◆ To do ◆
Identify every line below that contains the string "blurred", with matching case, and copy each of those lines.

### Data supplied

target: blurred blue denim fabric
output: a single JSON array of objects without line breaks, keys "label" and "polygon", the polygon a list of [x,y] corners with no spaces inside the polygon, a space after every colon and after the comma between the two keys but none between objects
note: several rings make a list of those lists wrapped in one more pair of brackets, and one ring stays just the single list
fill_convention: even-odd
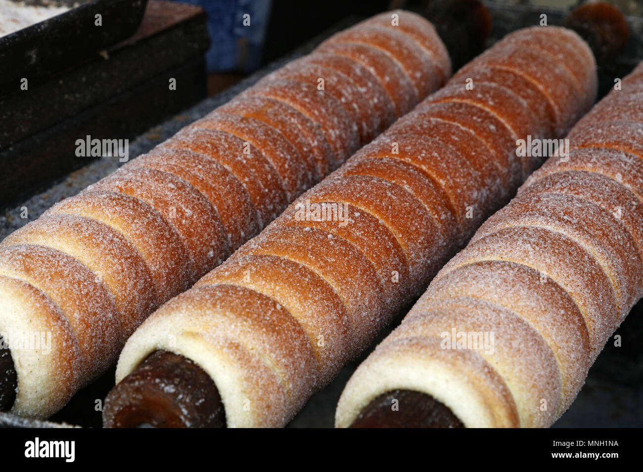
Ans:
[{"label": "blurred blue denim fabric", "polygon": [[[271,0],[178,0],[199,5],[208,13],[208,31],[212,46],[206,57],[208,72],[258,68]],[[243,25],[250,15],[249,26]]]}]

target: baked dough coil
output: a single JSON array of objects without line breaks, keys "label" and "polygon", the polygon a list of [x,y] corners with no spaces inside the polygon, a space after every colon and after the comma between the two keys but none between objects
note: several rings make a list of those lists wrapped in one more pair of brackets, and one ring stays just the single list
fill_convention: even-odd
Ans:
[{"label": "baked dough coil", "polygon": [[[320,49],[344,54],[343,42],[361,44],[360,35],[340,35]],[[543,54],[539,67],[555,76],[522,60],[529,48],[512,40],[541,35],[557,53]],[[152,352],[171,351],[212,378],[228,426],[285,424],[422,293],[538,165],[538,157],[516,157],[516,140],[550,136],[556,120],[580,116],[595,96],[593,60],[580,71],[565,65],[577,51],[592,57],[575,33],[527,29],[489,57],[496,48],[514,58],[498,78],[488,73],[491,62],[466,66],[147,319],[123,349],[117,381]],[[473,90],[465,89],[469,78]],[[398,92],[412,96],[424,87],[410,81]],[[570,90],[582,100],[566,100]],[[556,114],[542,105],[549,100]]]},{"label": "baked dough coil", "polygon": [[[642,72],[440,271],[347,385],[338,426],[398,389],[433,396],[472,427],[547,427],[569,407],[643,293]],[[492,345],[462,336],[462,349],[444,349],[454,333],[493,334]]]},{"label": "baked dough coil", "polygon": [[276,71],[3,241],[0,332],[51,335],[46,354],[12,349],[12,412],[62,407],[155,308],[444,84],[433,26],[397,13],[412,26],[386,13],[345,32],[358,42],[339,33],[341,51]]}]

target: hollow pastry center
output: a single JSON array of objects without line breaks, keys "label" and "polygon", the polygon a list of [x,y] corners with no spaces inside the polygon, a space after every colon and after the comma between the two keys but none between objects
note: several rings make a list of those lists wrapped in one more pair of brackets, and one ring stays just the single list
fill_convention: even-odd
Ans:
[{"label": "hollow pastry center", "polygon": [[0,411],[11,409],[15,401],[18,376],[14,365],[11,351],[0,336]]},{"label": "hollow pastry center", "polygon": [[157,351],[105,399],[109,428],[222,428],[225,410],[212,380],[189,359]]},{"label": "hollow pastry center", "polygon": [[395,390],[380,395],[362,410],[351,428],[464,428],[447,406],[430,395]]}]

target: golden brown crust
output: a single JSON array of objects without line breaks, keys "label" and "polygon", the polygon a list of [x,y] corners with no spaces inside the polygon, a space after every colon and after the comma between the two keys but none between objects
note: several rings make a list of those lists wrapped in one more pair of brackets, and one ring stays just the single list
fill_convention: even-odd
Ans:
[{"label": "golden brown crust", "polygon": [[[400,17],[401,21],[404,19]],[[396,104],[397,112],[401,113],[410,109],[414,96],[421,94],[425,86],[426,82],[410,78],[422,61],[431,57],[427,53],[430,46],[420,44],[422,35],[427,30],[421,30],[422,32],[415,37],[408,34],[406,39],[399,40],[397,44],[406,47],[406,52],[395,56],[394,60],[391,58],[391,48],[383,46],[382,38],[400,37],[406,33],[389,30],[381,22],[359,34],[354,30],[345,33],[325,42],[318,50],[325,58],[336,58],[339,55],[359,62],[379,78]],[[378,37],[376,33],[381,35]],[[580,40],[571,37],[572,40]],[[569,40],[566,36],[563,39]],[[563,40],[559,37],[557,40]],[[413,43],[417,47],[408,46]],[[566,51],[564,53],[575,53],[573,47],[561,50]],[[172,347],[163,338],[172,329],[170,326],[177,327],[175,329],[189,329],[196,337],[211,331],[211,322],[218,322],[219,315],[215,307],[222,302],[219,298],[222,295],[208,299],[197,292],[203,287],[243,288],[262,294],[266,299],[261,300],[271,300],[291,314],[305,333],[317,365],[310,367],[309,373],[298,385],[283,384],[283,391],[271,390],[269,383],[267,385],[262,398],[275,405],[274,413],[263,410],[246,414],[235,410],[236,404],[230,404],[226,406],[226,418],[229,425],[283,424],[284,418],[290,417],[296,405],[305,401],[306,395],[309,394],[305,392],[312,391],[307,383],[309,379],[315,380],[317,388],[332,378],[346,360],[365,347],[379,328],[421,292],[437,268],[459,249],[484,218],[517,189],[534,165],[532,161],[521,161],[516,156],[517,139],[525,139],[527,134],[536,136],[558,130],[584,111],[583,107],[590,101],[588,96],[593,92],[590,85],[579,86],[579,75],[565,69],[554,53],[547,53],[541,55],[536,64],[556,69],[554,78],[546,76],[545,73],[538,72],[534,66],[520,60],[519,53],[518,49],[512,53],[509,62],[512,72],[505,74],[513,77],[513,80],[507,84],[481,82],[480,94],[475,92],[469,95],[462,91],[464,83],[460,80],[450,83],[447,92],[437,96],[435,100],[439,101],[430,98],[416,110],[401,118],[341,168],[301,195],[284,214],[242,246],[226,263],[205,275],[194,288],[148,319],[123,349],[118,378],[136,369],[150,350],[167,349],[199,363],[217,387],[221,386],[224,402],[226,394],[237,392],[240,395],[238,392],[245,385],[242,379],[255,367],[224,360],[215,342],[206,344],[206,341],[195,341],[194,337],[188,339],[179,336],[183,340]],[[497,57],[492,55],[490,62],[493,63]],[[440,62],[431,60],[434,65]],[[309,63],[302,60],[300,64],[304,67]],[[323,66],[321,58],[315,64]],[[342,65],[336,60],[334,64],[331,68]],[[486,71],[490,66],[481,62],[480,67]],[[585,67],[588,75],[594,73],[593,62]],[[314,85],[308,81],[323,70],[314,67],[301,74],[291,71],[283,76],[289,78],[285,82],[293,87],[294,84],[305,83],[310,92],[316,94],[316,89],[311,88]],[[469,70],[473,73],[476,69]],[[346,74],[352,76],[350,71]],[[311,100],[306,104],[310,108],[305,108],[302,103],[298,103],[303,100],[298,92],[294,97],[287,98],[283,90],[277,94],[269,88],[271,84],[284,80],[278,78],[280,76],[275,74],[266,80],[267,86],[252,93],[287,101],[291,107],[319,123],[329,137],[328,142],[332,143],[331,130],[335,125],[325,124],[322,117],[314,114],[321,107],[318,109],[316,105],[312,106]],[[557,85],[554,83],[557,80],[564,83]],[[528,92],[521,94],[513,90],[512,87],[525,83],[530,84]],[[301,88],[300,85],[296,87]],[[572,94],[572,98],[563,96],[565,93]],[[330,102],[341,101],[341,96],[333,96]],[[562,105],[555,103],[554,100],[559,98],[566,101]],[[549,99],[552,101],[547,102],[548,108],[539,108],[538,100]],[[503,101],[507,102],[504,106]],[[555,114],[551,114],[554,111]],[[555,120],[559,123],[552,123]],[[341,151],[334,144],[333,150]],[[493,238],[505,231],[499,230],[480,240],[488,246],[481,246],[480,261],[486,260],[484,254],[492,252],[502,242]],[[538,254],[531,254],[524,246],[520,246],[511,254],[522,271],[521,280],[529,281],[536,275],[539,277],[539,268],[543,271],[547,269],[552,279],[559,281],[560,285],[555,286],[558,288],[550,288],[549,292],[559,297],[550,306],[572,310],[568,316],[572,325],[568,332],[577,337],[575,340],[584,343],[583,347],[586,351],[594,349],[597,334],[603,328],[599,319],[616,307],[610,279],[602,266],[583,252],[583,247],[574,247],[570,252],[569,245],[574,242],[568,242],[568,238],[553,232],[538,236],[542,241]],[[552,246],[558,249],[562,263],[546,258],[544,262],[532,260],[544,258]],[[471,257],[472,260],[463,259],[462,264],[478,262],[474,256]],[[581,286],[575,284],[565,271],[583,257],[593,272],[590,274],[590,280]],[[592,261],[594,265],[591,265]],[[537,268],[530,268],[530,263]],[[563,287],[574,289],[573,296],[566,297],[567,292]],[[588,287],[601,291],[604,299],[602,308],[581,293]],[[234,296],[242,297],[242,293]],[[378,360],[363,378],[367,385],[353,389],[353,393],[356,396],[370,396],[378,389],[387,387],[419,389],[446,405],[469,425],[515,426],[550,423],[559,414],[559,405],[570,401],[573,396],[570,392],[577,385],[575,371],[563,372],[559,370],[560,363],[564,362],[560,360],[573,356],[572,349],[559,345],[556,337],[568,331],[554,326],[543,336],[538,327],[547,326],[549,320],[539,318],[534,305],[529,310],[521,308],[531,317],[527,319],[521,318],[521,312],[516,311],[520,307],[496,310],[492,301],[471,300],[468,295],[462,298],[458,303],[449,301],[449,306],[458,311],[458,319],[467,328],[486,329],[490,324],[511,320],[511,326],[503,325],[498,333],[503,345],[497,351],[501,356],[497,365],[490,362],[493,360],[490,354],[484,352],[447,353],[440,349],[440,339],[436,338],[439,333],[430,333],[430,324],[417,335],[410,335],[385,343],[376,350],[374,355]],[[525,300],[525,302],[536,301],[528,297]],[[242,301],[239,299],[234,302]],[[254,311],[260,311],[260,303],[262,302],[257,299],[246,309],[252,310],[251,305],[255,304]],[[467,318],[467,310],[470,307],[480,308],[481,314]],[[430,310],[434,316],[443,313],[448,318],[448,312],[440,312],[443,308],[431,305]],[[199,313],[196,315],[198,323],[192,316],[195,312]],[[615,320],[615,318],[610,322]],[[196,329],[199,327],[201,331]],[[516,329],[512,331],[511,328]],[[233,333],[232,328],[226,326],[221,329],[228,335]],[[289,328],[284,325],[284,329]],[[406,337],[403,331],[397,332]],[[231,342],[246,345],[241,339],[240,335],[230,338]],[[512,346],[524,339],[527,342],[520,349],[520,355],[514,355]],[[269,351],[264,354],[261,348],[257,348],[255,353],[260,358],[267,355]],[[388,354],[390,358],[386,357]],[[523,354],[530,357],[523,361]],[[427,358],[430,358],[431,369],[423,364]],[[581,363],[579,368],[586,365]],[[275,367],[275,375],[285,378],[285,372],[280,369]],[[539,369],[535,377],[531,374],[534,369]],[[438,372],[435,378],[426,375],[431,369]],[[515,369],[520,369],[516,376],[505,378],[507,372]],[[263,375],[262,372],[257,371],[257,375]],[[394,378],[399,372],[408,374],[410,377],[397,385]],[[287,378],[295,377],[293,374]],[[449,386],[446,398],[439,390],[444,385]],[[298,397],[300,395],[302,396]],[[375,397],[368,399],[372,398]],[[459,403],[456,401],[458,399],[468,399],[475,406]],[[362,400],[358,399],[358,403]],[[539,410],[541,400],[550,405],[542,412]],[[360,404],[363,406],[363,402]],[[347,408],[359,412],[354,405]]]},{"label": "golden brown crust", "polygon": [[[417,34],[358,25],[349,34],[357,38],[365,30],[376,46],[342,43],[341,53],[320,49],[295,61],[7,238],[0,245],[0,331],[42,328],[58,340],[50,357],[13,356],[20,390],[14,412],[43,417],[62,407],[104,370],[152,310],[222,263],[397,112],[414,107],[413,83],[423,94],[441,84],[450,73],[446,50],[426,21],[412,21]],[[394,49],[403,55],[399,61]],[[325,82],[318,88],[320,77]],[[417,202],[412,191],[420,195],[422,178],[406,170],[415,190],[396,191]],[[422,195],[430,200],[429,192]],[[181,322],[159,315],[158,324],[142,328],[150,337],[141,341],[140,352],[150,353],[153,338],[158,349],[204,367],[222,392],[230,425],[283,424],[352,355],[356,340],[367,342],[350,324],[386,320],[373,321],[383,295],[361,297],[348,268],[331,268],[333,251],[354,259],[365,286],[386,286],[398,298],[408,290],[388,281],[389,258],[394,263],[388,269],[405,283],[410,278],[395,236],[370,214],[353,220],[364,231],[374,229],[374,238],[352,237],[343,227],[275,226],[271,234],[300,235],[300,254],[255,254],[246,248],[247,256],[232,259],[216,281],[214,275],[202,280],[198,296],[163,305],[160,313],[174,307]],[[381,249],[379,242],[385,244]],[[318,245],[307,259],[300,257],[306,244]],[[367,254],[361,244],[379,252]],[[270,277],[240,279],[249,267]],[[306,288],[298,286],[300,280]],[[298,290],[305,303],[296,298]],[[182,302],[194,310],[181,311]],[[215,302],[221,323],[245,322],[248,329],[224,336],[215,327],[219,334],[202,335],[208,307]],[[271,315],[262,318],[266,310]],[[276,327],[289,327],[291,337]]]},{"label": "golden brown crust", "polygon": [[345,56],[359,62],[372,72],[379,78],[395,104],[398,117],[408,113],[417,103],[417,92],[404,69],[388,54],[377,48],[360,43],[325,41],[316,51]]},{"label": "golden brown crust", "polygon": [[[545,30],[548,39],[574,37]],[[512,40],[529,44],[535,31]],[[542,39],[534,44],[547,46]],[[584,48],[572,42],[547,49],[559,57],[572,49],[582,55]],[[591,91],[593,80],[575,70],[581,63],[577,57],[565,67],[577,87]],[[548,426],[568,408],[595,356],[643,295],[643,109],[632,106],[643,91],[642,79],[635,72],[623,81],[626,87],[594,107],[570,132],[568,155],[550,157],[442,268],[400,327],[355,372],[340,401],[338,425],[350,425],[381,393],[409,388],[416,372],[442,378],[444,370],[428,354],[413,371],[399,374],[388,347],[452,329],[494,335],[496,351],[482,355],[511,390],[521,426]],[[516,335],[520,326],[529,332]],[[451,379],[475,375],[448,372]],[[372,388],[367,382],[376,374],[386,380]],[[444,383],[423,389],[416,389],[463,415],[473,411],[488,417],[507,406],[481,405]],[[465,424],[476,425],[473,419]]]}]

######

◆ Solution ◆
target: blurred blue denim fabric
[{"label": "blurred blue denim fabric", "polygon": [[[271,0],[178,0],[199,5],[208,13],[208,31],[212,46],[206,57],[208,72],[258,68]],[[243,25],[250,15],[249,26]]]}]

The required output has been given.